__Selected excerpt__
The Manager provides suitable
training for Directors. Upon
appointment, each Director
is provided a formal letter of
appointment setting out various
information including duties
and obligations as a Director.
Newly appointed Directors are
briefed on the business activities
of CMT, its strategic directions
and policies, the regulatory
environment in which CMT
operates and the Manager’s
corporate governance practices.
Following their appointment,
Directors are provided
with opportunities for
continuing education in
areas such as Directors’
duties and responsibilities,
changes to regulations and
accounting standards and
industry-related matters
so as to be updated on
matters that affect or may
enhance their performance
as Board or Board
Committee members.
Board Composition
and Guidance
Principle 2:
There should be a strong
and independent element on
the Board, which is able to
exercise objective judgement
on corporate affairs
independently, in particular,
from Management and 10%
shareholders. No individual
or small group of individuals
should be allowed to dominate
the Board’s decision making.
The Board comprises 10
Directors, of whom six are
independent non-executive
Directors who have no
relationship with the Manager,
its related corporations, its
shareholders who hold 10%
or more of the voting shares in
the Manager, Unitholders who
hold 10% or more of the units
in issue of CMT or its officers
that could interfere, or be
reasonably perceived to
interfere, with the exercise
of the Directors’ independent
business judgement in the
best interests of CMT.
The size and composition of
the Board is reviewed regularly
to ensure that the Board is of
appropriate size and has an
optimal mix of expertise and
experience, and comprises
persons who, as a group,
provide the necessary core
competencies, taking into
consideration the nature and
scope of CMT’s operations.
The profiles of the Directors
are set out on pages 20 to 29
of the Annual Report.
The Directors are business
leaders and professionals
with financial, banking, real
estate, legal, investment and
accounting backgrounds.
The varied background of the
Directors enables Management
to benefit from their external,
diverse and objective
perspectives on issues brought
before the Board. It also enables
the Board to interact
and work with Management
through a robust exchange of
ideas and views to help shape
the strategic process. This,
together with the separation of
the roles of the Chairman and
the Chief Executive Officer,
provides a healthy professional
relationship between the Board
and Management with clarity
of roles and facilitates robust
deliberation on the business
activities of CMT.

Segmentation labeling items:
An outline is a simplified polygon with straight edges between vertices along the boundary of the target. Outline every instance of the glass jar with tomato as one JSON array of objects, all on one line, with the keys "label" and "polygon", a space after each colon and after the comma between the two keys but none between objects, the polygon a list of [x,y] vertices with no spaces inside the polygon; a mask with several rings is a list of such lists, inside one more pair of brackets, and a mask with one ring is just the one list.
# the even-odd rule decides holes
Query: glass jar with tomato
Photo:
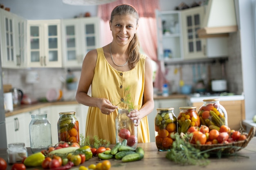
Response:
[{"label": "glass jar with tomato", "polygon": [[196,112],[196,107],[181,107],[178,116],[178,132],[186,133],[191,126],[200,127],[200,119]]},{"label": "glass jar with tomato", "polygon": [[137,120],[132,120],[127,116],[128,109],[119,108],[118,112],[115,119],[117,143],[122,143],[125,139],[128,146],[136,148],[138,144],[137,126],[135,126]]},{"label": "glass jar with tomato", "polygon": [[57,124],[58,141],[78,143],[80,141],[79,124],[74,112],[61,112]]},{"label": "glass jar with tomato", "polygon": [[204,99],[203,102],[198,113],[201,124],[207,126],[210,130],[218,130],[222,125],[228,126],[227,111],[220,104],[220,99]]},{"label": "glass jar with tomato", "polygon": [[174,108],[159,108],[155,118],[155,144],[159,151],[170,150],[174,139],[171,134],[177,132],[177,119]]}]

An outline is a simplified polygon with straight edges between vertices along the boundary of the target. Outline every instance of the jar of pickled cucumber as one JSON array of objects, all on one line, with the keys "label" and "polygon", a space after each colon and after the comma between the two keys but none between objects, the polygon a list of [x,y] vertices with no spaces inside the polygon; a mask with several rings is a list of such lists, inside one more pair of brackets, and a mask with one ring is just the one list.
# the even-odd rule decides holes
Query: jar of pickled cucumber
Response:
[{"label": "jar of pickled cucumber", "polygon": [[191,126],[200,127],[200,119],[196,112],[196,107],[181,107],[178,116],[178,132],[185,133]]},{"label": "jar of pickled cucumber", "polygon": [[220,104],[219,99],[204,99],[203,102],[198,113],[201,124],[206,125],[210,130],[219,130],[222,125],[228,126],[227,111]]},{"label": "jar of pickled cucumber", "polygon": [[57,124],[58,141],[79,143],[79,124],[74,112],[61,112]]},{"label": "jar of pickled cucumber", "polygon": [[155,144],[159,151],[170,150],[174,138],[172,134],[177,132],[177,119],[173,113],[174,108],[157,109],[155,118]]}]

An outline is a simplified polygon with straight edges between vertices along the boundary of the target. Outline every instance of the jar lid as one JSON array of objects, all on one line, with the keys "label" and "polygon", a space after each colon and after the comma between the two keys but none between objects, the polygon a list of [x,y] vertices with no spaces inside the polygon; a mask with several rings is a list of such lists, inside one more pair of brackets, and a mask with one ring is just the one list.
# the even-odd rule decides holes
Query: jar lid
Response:
[{"label": "jar lid", "polygon": [[59,115],[74,115],[76,113],[75,112],[61,112],[59,113]]},{"label": "jar lid", "polygon": [[157,108],[157,110],[174,110],[173,108]]},{"label": "jar lid", "polygon": [[179,109],[196,109],[196,106],[184,106],[180,107],[179,108]]},{"label": "jar lid", "polygon": [[204,99],[203,102],[219,101],[219,99]]}]

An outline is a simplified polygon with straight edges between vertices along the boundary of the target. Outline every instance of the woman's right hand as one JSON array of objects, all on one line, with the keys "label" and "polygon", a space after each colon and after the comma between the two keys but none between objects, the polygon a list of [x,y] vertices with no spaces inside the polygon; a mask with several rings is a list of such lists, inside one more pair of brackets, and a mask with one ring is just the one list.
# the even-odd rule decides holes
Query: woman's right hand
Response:
[{"label": "woman's right hand", "polygon": [[101,98],[99,108],[101,113],[105,115],[109,115],[118,108],[117,106],[113,106],[112,103],[108,99],[105,98]]}]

__Work to complete__
Will you set down, word for word, the part of the corporate governance excerpt above starting at "Newly appointed Directors" and ending at "corporate governance practices."?

__Solution for this problem__
Newly appointed Directors are
briefed on the business activities
of CMT, its strategic directions
and policies, the regulatory
environment in which CMT
operates and the Manager’s
corporate governance practices.